→ PROBLEM
Convert the lines of the records from the line containing "Target: antenna rod" up to and including the line containing "641 394 L 638" into a Markdown table. Use the columns Row and Line Text, number each line in order, and leave out any blank lines.
#####
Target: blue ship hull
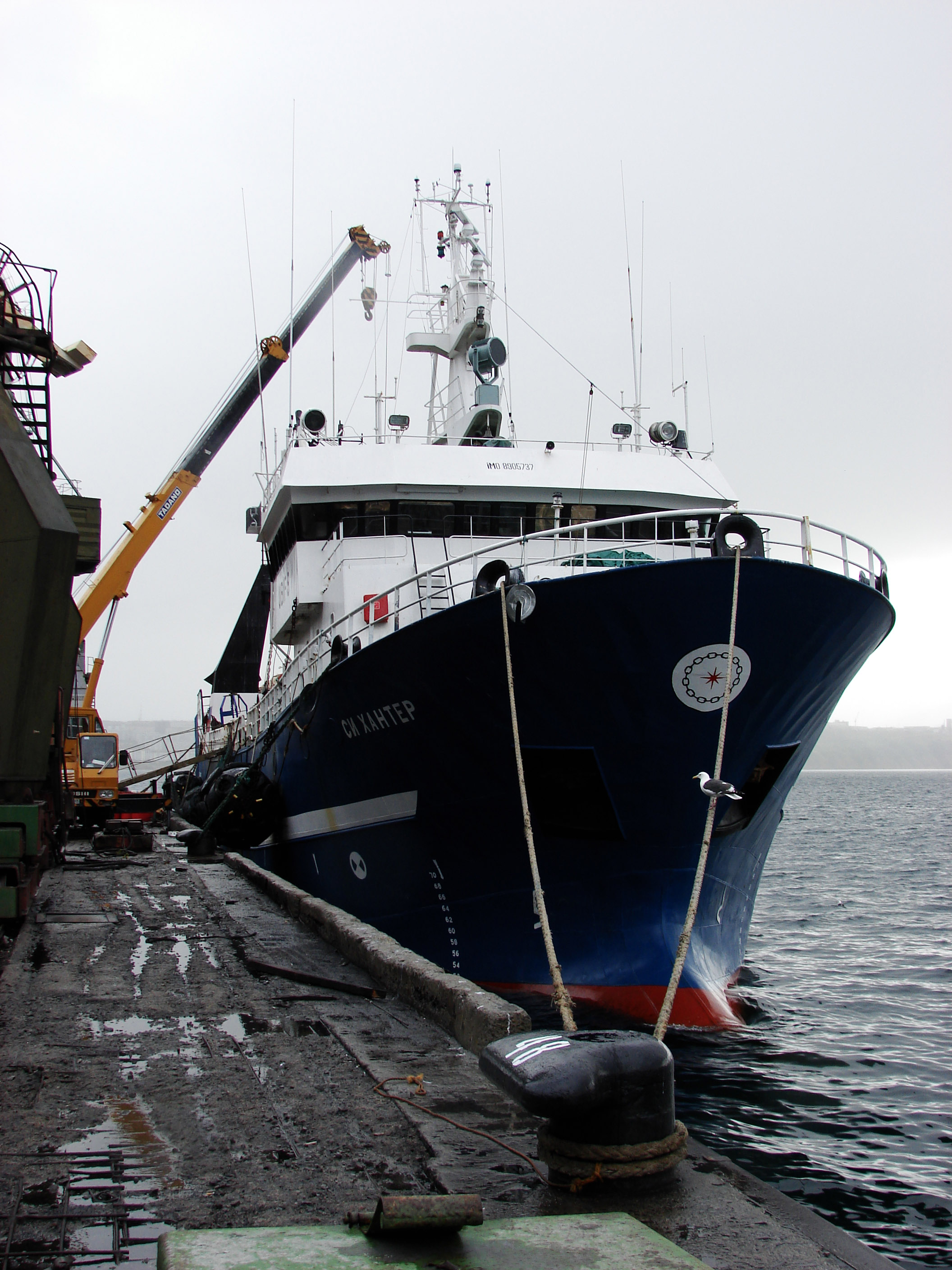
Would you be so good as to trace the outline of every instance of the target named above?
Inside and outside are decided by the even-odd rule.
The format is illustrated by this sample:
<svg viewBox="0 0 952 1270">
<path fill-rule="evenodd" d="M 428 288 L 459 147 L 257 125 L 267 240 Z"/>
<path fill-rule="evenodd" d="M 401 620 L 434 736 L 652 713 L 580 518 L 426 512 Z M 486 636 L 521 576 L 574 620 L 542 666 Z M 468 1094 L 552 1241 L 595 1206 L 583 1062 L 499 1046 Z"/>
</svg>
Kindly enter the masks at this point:
<svg viewBox="0 0 952 1270">
<path fill-rule="evenodd" d="M 646 1022 L 664 996 L 697 865 L 720 710 L 673 688 L 726 643 L 732 560 L 533 583 L 510 625 L 520 742 L 556 951 L 576 999 Z M 889 601 L 806 565 L 741 563 L 730 705 L 704 885 L 671 1021 L 729 1026 L 783 801 L 843 690 L 890 631 Z M 547 992 L 509 715 L 498 594 L 404 627 L 327 671 L 264 762 L 287 815 L 251 851 L 447 970 Z M 726 659 L 725 659 L 726 662 Z M 759 784 L 758 784 L 759 782 Z"/>
</svg>

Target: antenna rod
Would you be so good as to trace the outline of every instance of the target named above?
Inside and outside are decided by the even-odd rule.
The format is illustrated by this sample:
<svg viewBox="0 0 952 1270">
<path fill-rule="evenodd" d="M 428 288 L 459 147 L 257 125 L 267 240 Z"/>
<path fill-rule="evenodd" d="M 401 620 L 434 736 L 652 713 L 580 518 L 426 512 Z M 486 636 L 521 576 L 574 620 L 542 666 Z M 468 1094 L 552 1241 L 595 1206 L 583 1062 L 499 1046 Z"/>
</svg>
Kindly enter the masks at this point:
<svg viewBox="0 0 952 1270">
<path fill-rule="evenodd" d="M 330 253 L 334 257 L 334 211 L 330 213 Z M 338 425 L 338 367 L 334 343 L 334 264 L 330 267 L 330 428 Z"/>
<path fill-rule="evenodd" d="M 297 103 L 291 102 L 291 342 L 288 345 L 288 425 L 294 418 L 294 123 Z M 333 283 L 331 283 L 333 286 Z"/>
<path fill-rule="evenodd" d="M 641 300 L 638 316 L 638 399 L 635 403 L 641 424 L 641 385 L 645 382 L 645 199 L 641 199 Z M 641 450 L 641 427 L 635 429 L 635 448 Z"/>
<path fill-rule="evenodd" d="M 641 394 L 638 392 L 638 362 L 635 353 L 635 305 L 631 295 L 631 251 L 628 249 L 628 207 L 625 201 L 625 164 L 621 164 L 622 169 L 622 216 L 625 217 L 625 259 L 628 267 L 628 319 L 631 324 L 631 372 L 635 377 L 635 406 L 637 409 L 641 400 Z"/>
<path fill-rule="evenodd" d="M 707 335 L 704 335 L 704 377 L 707 378 L 707 422 L 711 427 L 711 453 L 713 453 L 713 414 L 711 413 L 711 372 L 707 368 Z"/>
<path fill-rule="evenodd" d="M 264 427 L 264 387 L 261 385 L 261 352 L 258 343 L 258 314 L 255 312 L 255 279 L 251 274 L 251 244 L 248 237 L 248 208 L 245 207 L 245 188 L 241 187 L 241 211 L 245 217 L 245 250 L 248 251 L 248 283 L 251 287 L 251 324 L 255 329 L 255 364 L 258 367 L 258 400 L 261 403 L 261 453 L 264 455 L 264 475 L 268 476 L 268 433 Z M 293 309 L 291 310 L 293 312 Z"/>
</svg>

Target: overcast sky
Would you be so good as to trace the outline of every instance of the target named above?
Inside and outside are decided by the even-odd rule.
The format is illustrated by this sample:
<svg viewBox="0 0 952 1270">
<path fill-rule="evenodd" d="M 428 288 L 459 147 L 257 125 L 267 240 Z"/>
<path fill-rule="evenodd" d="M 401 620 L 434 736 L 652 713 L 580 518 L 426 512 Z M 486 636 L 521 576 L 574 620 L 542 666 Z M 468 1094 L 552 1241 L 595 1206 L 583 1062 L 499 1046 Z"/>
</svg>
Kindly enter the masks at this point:
<svg viewBox="0 0 952 1270">
<path fill-rule="evenodd" d="M 952 716 L 937 672 L 952 624 L 949 4 L 0 0 L 0 237 L 60 271 L 57 340 L 99 354 L 56 382 L 53 441 L 103 500 L 104 547 L 253 351 L 242 189 L 259 334 L 284 319 L 292 103 L 298 295 L 363 222 L 393 271 L 402 257 L 405 296 L 414 178 L 448 180 L 456 157 L 477 193 L 493 183 L 513 309 L 630 401 L 623 165 L 636 262 L 645 208 L 649 417 L 678 418 L 670 321 L 693 439 L 713 429 L 741 502 L 807 512 L 890 564 L 896 630 L 836 718 Z M 369 432 L 377 326 L 358 292 L 354 276 L 335 306 L 336 403 Z M 391 381 L 401 342 L 391 318 Z M 520 434 L 580 438 L 588 378 L 515 320 L 509 351 Z M 426 378 L 407 358 L 396 409 L 420 425 Z M 294 406 L 329 408 L 327 314 L 293 382 Z M 269 434 L 288 405 L 282 373 Z M 612 422 L 597 404 L 593 436 Z M 138 568 L 107 718 L 193 712 L 258 565 L 244 509 L 259 442 L 253 413 Z"/>
</svg>

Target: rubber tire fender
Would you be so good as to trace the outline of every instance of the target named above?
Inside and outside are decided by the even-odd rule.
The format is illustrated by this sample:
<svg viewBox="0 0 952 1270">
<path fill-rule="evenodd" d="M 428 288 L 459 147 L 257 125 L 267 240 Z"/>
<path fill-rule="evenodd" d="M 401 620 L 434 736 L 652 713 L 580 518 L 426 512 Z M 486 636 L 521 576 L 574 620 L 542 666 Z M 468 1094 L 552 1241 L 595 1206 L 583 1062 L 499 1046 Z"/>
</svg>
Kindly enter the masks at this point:
<svg viewBox="0 0 952 1270">
<path fill-rule="evenodd" d="M 764 536 L 760 532 L 760 526 L 749 516 L 741 516 L 740 512 L 725 516 L 715 526 L 712 555 L 734 555 L 734 547 L 727 545 L 729 533 L 739 533 L 744 538 L 744 546 L 740 549 L 741 555 L 764 559 Z"/>
</svg>

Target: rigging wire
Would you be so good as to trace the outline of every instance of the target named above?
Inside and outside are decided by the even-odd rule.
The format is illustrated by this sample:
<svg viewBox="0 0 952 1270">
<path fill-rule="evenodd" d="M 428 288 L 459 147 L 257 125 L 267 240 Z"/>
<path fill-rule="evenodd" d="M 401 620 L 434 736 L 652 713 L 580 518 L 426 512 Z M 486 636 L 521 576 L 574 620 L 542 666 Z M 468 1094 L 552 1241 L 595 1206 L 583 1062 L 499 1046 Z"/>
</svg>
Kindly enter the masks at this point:
<svg viewBox="0 0 952 1270">
<path fill-rule="evenodd" d="M 731 599 L 731 627 L 730 639 L 727 641 L 727 679 L 724 686 L 724 704 L 721 705 L 721 730 L 717 737 L 717 758 L 715 762 L 713 779 L 720 781 L 721 779 L 721 763 L 724 762 L 724 742 L 727 737 L 727 709 L 731 704 L 731 686 L 734 683 L 734 636 L 737 630 L 737 591 L 740 589 L 740 546 L 734 549 L 734 597 Z M 682 927 L 680 939 L 678 940 L 678 951 L 674 958 L 674 965 L 671 966 L 671 977 L 668 980 L 668 988 L 664 994 L 664 1001 L 661 1002 L 661 1008 L 658 1012 L 658 1022 L 655 1024 L 655 1040 L 664 1040 L 664 1034 L 668 1031 L 668 1021 L 671 1017 L 671 1010 L 674 1007 L 674 997 L 678 992 L 678 984 L 680 983 L 682 970 L 684 969 L 684 961 L 688 956 L 688 947 L 691 946 L 691 932 L 694 930 L 694 918 L 697 917 L 697 906 L 701 899 L 701 886 L 704 881 L 704 870 L 707 867 L 707 853 L 711 850 L 711 834 L 713 833 L 713 818 L 717 809 L 717 795 L 710 800 L 707 808 L 707 822 L 704 823 L 704 837 L 701 842 L 701 852 L 698 855 L 697 869 L 694 870 L 694 885 L 691 889 L 691 899 L 688 900 L 688 911 L 684 914 L 684 926 Z"/>
<path fill-rule="evenodd" d="M 589 413 L 588 413 L 588 418 L 585 419 L 585 443 L 584 443 L 583 450 L 581 450 L 581 483 L 579 485 L 579 505 L 580 507 L 581 507 L 581 503 L 584 502 L 583 494 L 585 493 L 585 465 L 586 465 L 588 457 L 589 457 L 589 432 L 592 431 L 592 401 L 593 401 L 594 392 L 595 392 L 595 387 L 594 387 L 594 385 L 592 382 L 589 382 Z M 581 512 L 579 512 L 579 516 L 581 516 Z M 571 521 L 571 516 L 569 517 L 569 519 Z"/>
<path fill-rule="evenodd" d="M 581 376 L 581 378 L 585 380 L 586 384 L 590 384 L 592 387 L 594 389 L 594 391 L 598 392 L 599 396 L 603 396 L 605 399 L 605 401 L 608 401 L 611 405 L 614 406 L 616 410 L 621 410 L 622 414 L 625 414 L 626 419 L 631 418 L 631 415 L 627 413 L 627 410 L 625 409 L 625 406 L 621 405 L 621 403 L 616 401 L 614 398 L 611 395 L 611 392 L 605 392 L 605 390 L 602 389 L 602 387 L 599 387 L 594 382 L 594 380 L 590 380 L 589 376 L 585 375 L 584 371 L 580 371 L 579 367 L 575 364 L 575 362 L 570 361 L 561 349 L 559 349 L 559 348 L 555 347 L 555 344 L 552 343 L 551 339 L 546 339 L 546 337 L 542 334 L 542 331 L 537 330 L 532 325 L 532 323 L 528 320 L 528 318 L 523 318 L 523 315 L 517 309 L 513 309 L 513 306 L 510 304 L 508 304 L 508 301 L 499 295 L 499 292 L 495 290 L 495 287 L 493 288 L 493 298 L 494 300 L 499 300 L 506 309 L 512 310 L 514 318 L 518 318 L 520 323 L 523 323 L 526 326 L 528 326 L 529 330 L 532 331 L 532 334 L 536 335 L 536 337 L 538 337 L 538 339 L 541 339 L 542 343 L 546 344 L 547 348 L 551 348 L 552 352 L 556 354 L 556 357 L 560 357 L 570 370 L 575 371 L 576 375 Z M 641 429 L 641 432 L 647 433 L 647 428 L 645 428 L 644 424 L 638 423 L 638 428 Z M 684 458 L 678 453 L 677 450 L 673 450 L 671 455 L 680 464 L 684 464 Z M 699 471 L 694 470 L 694 475 L 697 476 L 697 479 L 699 481 L 702 481 L 704 485 L 707 485 L 707 488 L 710 490 L 712 490 L 718 498 L 729 498 L 730 497 L 730 495 L 725 494 L 722 490 L 717 489 L 716 485 L 712 485 L 711 481 L 707 480 L 707 478 L 703 476 Z"/>
<path fill-rule="evenodd" d="M 499 598 L 503 602 L 503 646 L 505 648 L 505 674 L 509 686 L 509 714 L 513 720 L 513 747 L 515 749 L 515 771 L 519 777 L 519 799 L 522 801 L 522 826 L 526 834 L 526 846 L 529 852 L 529 869 L 532 871 L 532 889 L 536 893 L 536 908 L 538 909 L 539 927 L 542 930 L 542 942 L 546 946 L 546 959 L 548 961 L 548 974 L 552 979 L 552 1005 L 562 1016 L 562 1027 L 566 1031 L 575 1031 L 576 1022 L 572 1015 L 572 998 L 562 983 L 562 968 L 555 952 L 552 930 L 548 925 L 546 911 L 546 898 L 542 890 L 542 878 L 538 871 L 536 859 L 536 842 L 532 836 L 532 817 L 529 815 L 529 800 L 526 794 L 526 772 L 522 765 L 522 745 L 519 744 L 519 719 L 515 712 L 515 686 L 513 683 L 513 657 L 509 649 L 509 615 L 505 607 L 505 578 L 499 584 Z"/>
<path fill-rule="evenodd" d="M 628 320 L 631 326 L 631 373 L 635 377 L 635 409 L 641 405 L 641 386 L 638 384 L 638 363 L 635 356 L 635 304 L 631 295 L 631 251 L 628 249 L 628 204 L 625 201 L 625 163 L 622 169 L 622 216 L 625 218 L 625 259 L 628 268 Z"/>
<path fill-rule="evenodd" d="M 334 212 L 330 213 L 330 250 L 331 250 L 331 264 L 330 264 L 330 428 L 331 432 L 338 425 L 338 366 L 336 366 L 336 345 L 334 343 L 334 293 L 336 287 L 334 286 Z"/>
<path fill-rule="evenodd" d="M 264 387 L 261 386 L 261 348 L 258 343 L 258 314 L 255 312 L 255 279 L 251 274 L 251 243 L 248 236 L 248 208 L 245 207 L 245 187 L 241 187 L 241 212 L 245 217 L 245 250 L 248 253 L 248 284 L 251 288 L 251 324 L 255 329 L 255 359 L 258 361 L 258 400 L 261 403 L 261 453 L 264 455 L 264 475 L 268 476 L 268 433 L 264 424 Z"/>
<path fill-rule="evenodd" d="M 713 414 L 711 413 L 711 372 L 707 368 L 707 335 L 704 335 L 704 377 L 707 380 L 707 422 L 711 427 L 711 453 L 713 453 Z"/>
</svg>

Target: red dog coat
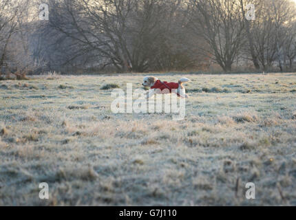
#####
→ THE REPLY
| Row | Line Text |
|---|---|
| 1 | Target: antenna rod |
| 2 | Would you be so good as to trace the outline of every instance of the target named above? |
| 3 | Inside and outside are decided by the even-odd rule. |
| 4 | The format is illustrated by this sample: |
| 5 | <svg viewBox="0 0 952 1270"> |
| 6 | <path fill-rule="evenodd" d="M 428 288 L 459 147 L 257 125 L 267 240 Z"/> |
| 7 | <path fill-rule="evenodd" d="M 401 620 L 434 736 L 652 713 L 580 518 L 426 512 Z M 486 636 L 521 576 L 574 620 L 542 666 Z M 468 1094 L 552 1241 L 595 1206 L 583 1062 L 499 1046 Z"/> |
| 8 | </svg> |
| 9 | Kindly enter the masks at this point: |
| 10 | <svg viewBox="0 0 952 1270"> |
| 11 | <path fill-rule="evenodd" d="M 330 253 L 334 257 L 334 211 L 330 213 Z M 338 425 L 338 367 L 334 343 L 334 264 L 330 267 L 330 428 Z"/> |
| 12 | <path fill-rule="evenodd" d="M 297 103 L 291 102 L 291 342 L 288 345 L 288 425 L 294 418 L 294 123 Z M 333 283 L 331 283 L 333 286 Z"/> |
| 13 | <path fill-rule="evenodd" d="M 641 300 L 638 316 L 638 399 L 635 403 L 641 424 L 641 385 L 645 382 L 645 199 L 641 199 Z M 641 450 L 641 427 L 635 429 L 635 448 Z"/> |
| 14 | <path fill-rule="evenodd" d="M 641 394 L 638 392 L 638 362 L 635 353 L 635 305 L 631 295 L 631 251 L 628 249 L 628 207 L 625 201 L 625 164 L 621 164 L 622 169 L 622 216 L 625 217 L 625 259 L 628 267 L 628 319 L 631 324 L 631 372 L 635 377 L 635 406 L 637 409 L 641 400 Z"/> |